POR HACER: Reescribe los registros desde la línea que contiene "target: green patio chair" hasta el final de los registros, ambas incluidas, sustituyendo "patio chair" por "garden chair" y sin cambiar nada más.

LOS DATOS:
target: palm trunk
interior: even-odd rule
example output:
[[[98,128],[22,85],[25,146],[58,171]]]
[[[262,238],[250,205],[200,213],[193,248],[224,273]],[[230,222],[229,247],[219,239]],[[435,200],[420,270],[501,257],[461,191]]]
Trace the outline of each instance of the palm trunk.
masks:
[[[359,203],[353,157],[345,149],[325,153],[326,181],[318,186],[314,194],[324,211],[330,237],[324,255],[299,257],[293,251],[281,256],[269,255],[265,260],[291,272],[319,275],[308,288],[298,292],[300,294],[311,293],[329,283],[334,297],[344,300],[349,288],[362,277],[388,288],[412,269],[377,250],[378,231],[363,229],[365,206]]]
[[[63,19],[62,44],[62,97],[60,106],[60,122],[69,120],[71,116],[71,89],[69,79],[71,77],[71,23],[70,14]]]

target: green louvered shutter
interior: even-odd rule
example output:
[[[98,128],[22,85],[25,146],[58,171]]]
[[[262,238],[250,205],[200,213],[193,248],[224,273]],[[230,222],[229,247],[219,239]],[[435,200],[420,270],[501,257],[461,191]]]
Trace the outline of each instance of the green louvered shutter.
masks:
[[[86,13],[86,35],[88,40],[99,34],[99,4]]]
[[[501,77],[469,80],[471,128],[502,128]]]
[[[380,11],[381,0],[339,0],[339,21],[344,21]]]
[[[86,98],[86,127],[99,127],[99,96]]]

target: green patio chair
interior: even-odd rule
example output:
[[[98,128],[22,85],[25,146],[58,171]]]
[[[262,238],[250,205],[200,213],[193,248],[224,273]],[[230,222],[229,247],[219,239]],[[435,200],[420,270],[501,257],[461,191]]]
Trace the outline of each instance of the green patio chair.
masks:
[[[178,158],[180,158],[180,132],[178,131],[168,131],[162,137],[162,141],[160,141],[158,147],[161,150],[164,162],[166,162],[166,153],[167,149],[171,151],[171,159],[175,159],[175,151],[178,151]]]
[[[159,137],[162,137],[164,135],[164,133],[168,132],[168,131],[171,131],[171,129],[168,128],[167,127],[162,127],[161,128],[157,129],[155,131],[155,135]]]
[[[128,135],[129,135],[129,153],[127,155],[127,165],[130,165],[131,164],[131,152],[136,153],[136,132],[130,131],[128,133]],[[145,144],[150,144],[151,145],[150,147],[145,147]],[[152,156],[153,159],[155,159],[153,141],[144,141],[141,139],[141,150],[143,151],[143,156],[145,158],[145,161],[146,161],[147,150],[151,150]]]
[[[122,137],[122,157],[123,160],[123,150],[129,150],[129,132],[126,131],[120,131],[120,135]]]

RESPUESTA:
target: green garden chair
interior: even-odd rule
example output:
[[[98,128],[22,85],[25,146],[58,171]]]
[[[262,238],[250,205],[200,213],[193,248],[224,273]],[[230,222],[229,247],[219,239]],[[435,200],[420,270],[501,257],[461,191]]]
Trace the outline of each instance of the green garden chair.
masks:
[[[178,158],[180,158],[180,132],[178,131],[168,131],[162,137],[162,141],[160,141],[158,147],[161,150],[164,162],[166,162],[166,153],[167,149],[171,151],[171,159],[175,159],[175,151],[178,151]]]
[[[159,137],[162,137],[164,135],[164,133],[168,132],[168,131],[171,131],[171,129],[168,128],[167,127],[162,127],[161,128],[157,129],[155,131],[155,135]]]
[[[128,135],[129,135],[129,153],[127,155],[127,165],[130,165],[131,164],[131,152],[136,153],[136,132],[130,131],[128,133]],[[145,144],[150,144],[151,145],[150,147],[145,147]],[[152,156],[153,159],[155,159],[153,141],[144,141],[141,139],[141,150],[143,151],[143,156],[145,158],[145,161],[146,161],[147,150],[151,150]]]
[[[122,137],[122,157],[123,160],[123,150],[129,150],[129,132],[126,131],[120,131],[120,135]]]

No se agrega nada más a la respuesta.